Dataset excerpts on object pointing
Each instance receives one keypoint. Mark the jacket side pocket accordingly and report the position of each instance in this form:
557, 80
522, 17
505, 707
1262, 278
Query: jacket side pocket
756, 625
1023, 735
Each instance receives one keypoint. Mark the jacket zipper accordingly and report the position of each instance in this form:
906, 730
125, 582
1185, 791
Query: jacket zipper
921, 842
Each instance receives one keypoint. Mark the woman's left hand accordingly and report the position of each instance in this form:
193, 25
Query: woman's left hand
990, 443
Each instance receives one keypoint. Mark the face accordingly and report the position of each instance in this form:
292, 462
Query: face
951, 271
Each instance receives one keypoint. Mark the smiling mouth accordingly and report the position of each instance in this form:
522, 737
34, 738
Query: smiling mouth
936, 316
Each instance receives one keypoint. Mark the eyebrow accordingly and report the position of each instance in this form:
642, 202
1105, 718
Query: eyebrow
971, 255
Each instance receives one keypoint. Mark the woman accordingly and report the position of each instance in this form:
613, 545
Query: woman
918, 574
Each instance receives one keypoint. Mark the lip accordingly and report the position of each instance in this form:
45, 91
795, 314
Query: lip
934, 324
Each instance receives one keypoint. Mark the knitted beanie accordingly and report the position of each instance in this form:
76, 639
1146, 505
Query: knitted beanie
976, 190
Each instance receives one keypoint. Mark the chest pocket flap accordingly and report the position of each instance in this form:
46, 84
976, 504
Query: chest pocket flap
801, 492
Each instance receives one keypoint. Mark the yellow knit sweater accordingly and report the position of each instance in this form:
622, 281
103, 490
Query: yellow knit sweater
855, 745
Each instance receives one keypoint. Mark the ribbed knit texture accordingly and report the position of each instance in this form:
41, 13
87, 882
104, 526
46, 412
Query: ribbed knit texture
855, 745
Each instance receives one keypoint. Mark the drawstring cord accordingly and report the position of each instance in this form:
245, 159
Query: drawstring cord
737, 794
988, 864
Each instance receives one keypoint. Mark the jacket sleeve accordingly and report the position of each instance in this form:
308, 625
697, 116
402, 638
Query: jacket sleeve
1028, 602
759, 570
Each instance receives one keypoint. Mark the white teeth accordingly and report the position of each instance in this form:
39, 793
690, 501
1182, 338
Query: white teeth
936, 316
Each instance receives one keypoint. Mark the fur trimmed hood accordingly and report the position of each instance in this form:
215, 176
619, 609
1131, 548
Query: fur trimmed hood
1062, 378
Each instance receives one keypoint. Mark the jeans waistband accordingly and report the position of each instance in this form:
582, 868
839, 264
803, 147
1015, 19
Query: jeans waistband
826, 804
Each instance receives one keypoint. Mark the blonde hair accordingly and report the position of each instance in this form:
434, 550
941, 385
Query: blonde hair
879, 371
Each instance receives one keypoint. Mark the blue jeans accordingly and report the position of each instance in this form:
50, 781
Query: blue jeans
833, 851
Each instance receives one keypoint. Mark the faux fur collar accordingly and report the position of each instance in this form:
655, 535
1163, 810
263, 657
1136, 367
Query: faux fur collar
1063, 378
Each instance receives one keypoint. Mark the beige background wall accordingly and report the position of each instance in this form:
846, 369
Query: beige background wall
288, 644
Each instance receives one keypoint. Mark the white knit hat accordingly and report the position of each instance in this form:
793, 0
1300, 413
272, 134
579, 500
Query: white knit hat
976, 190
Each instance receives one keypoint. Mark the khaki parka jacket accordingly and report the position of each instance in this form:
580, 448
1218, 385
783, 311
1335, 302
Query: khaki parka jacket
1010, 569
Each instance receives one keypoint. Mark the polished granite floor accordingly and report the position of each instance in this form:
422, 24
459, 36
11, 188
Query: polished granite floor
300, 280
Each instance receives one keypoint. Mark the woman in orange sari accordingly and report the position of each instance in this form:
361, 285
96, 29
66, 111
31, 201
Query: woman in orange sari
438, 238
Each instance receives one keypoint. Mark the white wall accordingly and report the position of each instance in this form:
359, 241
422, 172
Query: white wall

§ **WHAT THIS TASK INVOLVES**: Copy out word for word every line from the one containing "Each instance receives one keypoint. Mark the white wall" through the last line of the records, including both of those lines.

§ **OUTPUT BELOW**:
Each instance receives one keypoint. Mark the white wall accordingly and report the position of each instance in this form:
359, 241
422, 172
Query: white wall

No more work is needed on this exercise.